• **The task**:
Copy every entry word for word, but skip the pictures.

• **Dataset records**:
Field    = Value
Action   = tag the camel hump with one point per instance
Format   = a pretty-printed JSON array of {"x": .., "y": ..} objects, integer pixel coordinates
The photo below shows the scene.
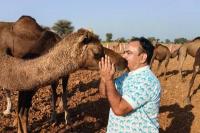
[
  {"x": 197, "y": 38},
  {"x": 27, "y": 26}
]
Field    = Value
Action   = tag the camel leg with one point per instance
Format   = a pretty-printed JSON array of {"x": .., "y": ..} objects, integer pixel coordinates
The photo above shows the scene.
[
  {"x": 196, "y": 69},
  {"x": 9, "y": 104},
  {"x": 54, "y": 97},
  {"x": 181, "y": 61},
  {"x": 158, "y": 67},
  {"x": 64, "y": 97},
  {"x": 166, "y": 64},
  {"x": 24, "y": 104}
]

• **Exercise output**:
Field    = Value
Action   = tag the camel hump with one point per instance
Format   = a pretty-printed JSON array of {"x": .., "y": ..} objects, integer pixel coordinates
The photo below shows the scene.
[
  {"x": 197, "y": 38},
  {"x": 27, "y": 26}
]
Field    = Value
Action   = tag the camel leg with one point per instance
Format   = a pretty-printed JSON array of {"x": .., "y": ..} objects, integer pixel coordinates
The photo above shows the scene.
[
  {"x": 196, "y": 69},
  {"x": 9, "y": 104},
  {"x": 54, "y": 97},
  {"x": 181, "y": 61},
  {"x": 158, "y": 67},
  {"x": 64, "y": 97},
  {"x": 166, "y": 64},
  {"x": 24, "y": 104}
]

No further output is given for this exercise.